=== Exercise instructions ===
Render every one of the lines below as a JSON list of strings, with one string per line and any blank lines omitted.

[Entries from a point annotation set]
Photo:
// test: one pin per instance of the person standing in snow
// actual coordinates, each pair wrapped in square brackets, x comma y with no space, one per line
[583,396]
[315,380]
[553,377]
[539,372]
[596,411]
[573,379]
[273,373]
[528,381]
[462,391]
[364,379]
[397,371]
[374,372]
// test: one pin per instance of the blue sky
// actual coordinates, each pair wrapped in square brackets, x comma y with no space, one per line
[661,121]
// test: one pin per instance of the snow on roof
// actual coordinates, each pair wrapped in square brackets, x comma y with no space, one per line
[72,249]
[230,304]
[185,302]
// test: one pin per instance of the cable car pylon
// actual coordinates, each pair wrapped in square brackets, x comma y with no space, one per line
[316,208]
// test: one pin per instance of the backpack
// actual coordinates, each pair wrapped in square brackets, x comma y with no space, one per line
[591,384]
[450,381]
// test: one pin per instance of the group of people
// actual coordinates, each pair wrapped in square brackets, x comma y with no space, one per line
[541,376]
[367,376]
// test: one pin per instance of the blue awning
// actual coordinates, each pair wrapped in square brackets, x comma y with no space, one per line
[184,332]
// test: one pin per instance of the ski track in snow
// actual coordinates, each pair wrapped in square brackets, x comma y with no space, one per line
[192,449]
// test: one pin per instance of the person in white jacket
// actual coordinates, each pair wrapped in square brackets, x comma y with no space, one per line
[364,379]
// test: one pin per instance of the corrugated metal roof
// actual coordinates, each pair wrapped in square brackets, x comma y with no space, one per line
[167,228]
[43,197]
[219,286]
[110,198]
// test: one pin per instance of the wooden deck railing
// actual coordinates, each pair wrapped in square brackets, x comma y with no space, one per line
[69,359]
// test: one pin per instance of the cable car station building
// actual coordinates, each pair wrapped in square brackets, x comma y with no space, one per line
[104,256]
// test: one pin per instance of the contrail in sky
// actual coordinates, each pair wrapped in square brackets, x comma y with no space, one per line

=== The answer ===
[
  "Photo:",
  "// test: one pin per instance of the person standing in snow",
  "// actual coordinates, each pair wrapped in square brackets, x comma y with no space, one per line",
  "[583,396]",
  "[315,380]",
  "[553,377]",
  "[539,372]",
  "[596,411]",
  "[573,379]",
  "[273,373]",
  "[528,381]",
  "[462,391]",
  "[364,379]",
  "[397,371]",
  "[374,372]",
  "// test: one pin per instance of the blue sky",
  "// actual coordinates, each pair wrapped in square brackets, x comma y with no space, one per line",
  "[661,121]",
  "// test: one pin per instance of the snow on roof",
  "// actual coordinates, each pair wrapped in square brackets, x comma y with no space, one per line",
  "[72,249]",
  "[230,304]",
  "[185,302]",
  "// test: one pin per instance of the cable car pylon",
  "// actual coordinates, each pair wrapped in square brackets, x comma y with no space, one per line",
  "[316,208]",
  "// test: one pin per instance of the backpack",
  "// actual coordinates, each pair wrapped in square brackets, x comma y with no space, one per line",
  "[591,384]",
  "[450,381]",
  "// test: one pin per instance of the group of people",
  "// actual coordinates, each pair wrapped in square brackets, x comma y with no space, one per line",
  "[541,376]",
  "[367,376]",
  "// test: one pin per instance of the blue awning",
  "// actual coordinates, each pair wrapped in square brackets, x comma y with no space, one per line",
  "[184,332]",
  "// test: one pin per instance of the ski track in snow",
  "// actual coordinates, each pair wrapped in square brackets, x comma y with no space, one per line",
  "[192,449]",
  "// test: one pin per instance of the person in white jacket",
  "// actual coordinates, each pair wrapped in square brackets, x comma y with no space, one per line",
  "[364,379]",
  "// test: one pin per instance of the corrugated metal roof",
  "// actual coordinates, each pair wrapped in square brackets, x comma y with no space, one per line",
  "[167,228]",
  "[43,197]",
  "[219,286]",
  "[110,198]",
  "// test: one pin per instance of the wooden deck railing",
  "// actual coordinates, each pair wrapped in square brackets, x comma y with no space, one per line",
  "[69,359]",
  "// test: one pin per instance of the cable car station building",
  "// actual coordinates, each pair wrapped in square brackets, x comma y with no space, one per line",
  "[104,256]",
  "// test: one pin per instance of the contrail in sky",
  "// actual coordinates, each pair wrapped in square brackets, x comma y with no space, one per line"
]